> _Objective_:
In the data below, find the line containing "Where can you see the cathedral?"; reproduce that line and all subsequent lines exactly, and nothing else.

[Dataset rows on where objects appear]

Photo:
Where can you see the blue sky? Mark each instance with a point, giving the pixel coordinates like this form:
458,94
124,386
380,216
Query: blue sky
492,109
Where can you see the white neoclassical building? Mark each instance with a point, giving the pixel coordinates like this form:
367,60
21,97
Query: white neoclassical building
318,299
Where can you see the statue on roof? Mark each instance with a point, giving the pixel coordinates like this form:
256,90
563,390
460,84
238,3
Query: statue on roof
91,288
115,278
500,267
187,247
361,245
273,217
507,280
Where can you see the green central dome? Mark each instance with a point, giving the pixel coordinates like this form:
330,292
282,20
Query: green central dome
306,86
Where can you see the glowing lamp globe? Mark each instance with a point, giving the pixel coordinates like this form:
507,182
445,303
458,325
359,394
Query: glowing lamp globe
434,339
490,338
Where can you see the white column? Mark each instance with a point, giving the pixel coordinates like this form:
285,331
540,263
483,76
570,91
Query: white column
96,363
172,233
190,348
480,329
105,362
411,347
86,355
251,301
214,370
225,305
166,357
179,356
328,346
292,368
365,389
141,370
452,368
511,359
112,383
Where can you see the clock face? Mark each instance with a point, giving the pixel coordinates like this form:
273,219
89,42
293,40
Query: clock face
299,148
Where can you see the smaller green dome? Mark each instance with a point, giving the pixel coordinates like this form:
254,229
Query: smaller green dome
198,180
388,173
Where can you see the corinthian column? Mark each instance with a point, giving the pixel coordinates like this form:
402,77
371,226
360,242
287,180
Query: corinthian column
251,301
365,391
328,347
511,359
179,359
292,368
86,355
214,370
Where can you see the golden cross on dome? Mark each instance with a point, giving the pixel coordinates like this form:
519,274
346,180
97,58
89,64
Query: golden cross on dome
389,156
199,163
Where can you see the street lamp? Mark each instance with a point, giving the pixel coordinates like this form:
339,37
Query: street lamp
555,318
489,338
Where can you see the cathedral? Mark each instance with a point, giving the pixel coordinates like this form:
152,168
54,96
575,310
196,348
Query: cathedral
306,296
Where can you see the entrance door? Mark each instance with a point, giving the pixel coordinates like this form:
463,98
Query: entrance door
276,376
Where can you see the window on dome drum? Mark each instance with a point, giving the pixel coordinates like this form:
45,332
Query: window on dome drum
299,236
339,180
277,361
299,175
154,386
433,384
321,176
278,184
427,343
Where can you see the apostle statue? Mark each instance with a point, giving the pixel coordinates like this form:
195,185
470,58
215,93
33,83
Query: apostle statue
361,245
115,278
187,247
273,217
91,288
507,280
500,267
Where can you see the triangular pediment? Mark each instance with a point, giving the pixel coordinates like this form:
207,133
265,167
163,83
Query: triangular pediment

> _Final answer_:
Where can you see the cathedral? Mark each instance with a point, giving the pixel coordinates like this form:
152,168
54,96
575,310
196,348
Query: cathedral
306,296
Where can you see the entrance door? Mark each instance with a point, giving the pixel coordinates like this form:
463,98
Query: entrance door
276,376
Where can you see the window on dome drum? Mark each instance with a point, giving the pixel coordinates like this form:
45,332
Query: window on dome drum
299,236
339,180
277,361
299,175
154,386
433,384
321,176
278,184
427,343
Where can you see the apostle statue? Mark each instance with a point, giving the pixel coordinates like this form:
195,185
470,58
215,93
33,83
Query: apostle statue
361,245
115,278
187,247
273,217
91,288
507,280
500,267
Where can you see the triangular pediment? Mark each instance with a point, giving the pixel coordinates like this form:
207,133
265,167
163,83
Query: triangular pediment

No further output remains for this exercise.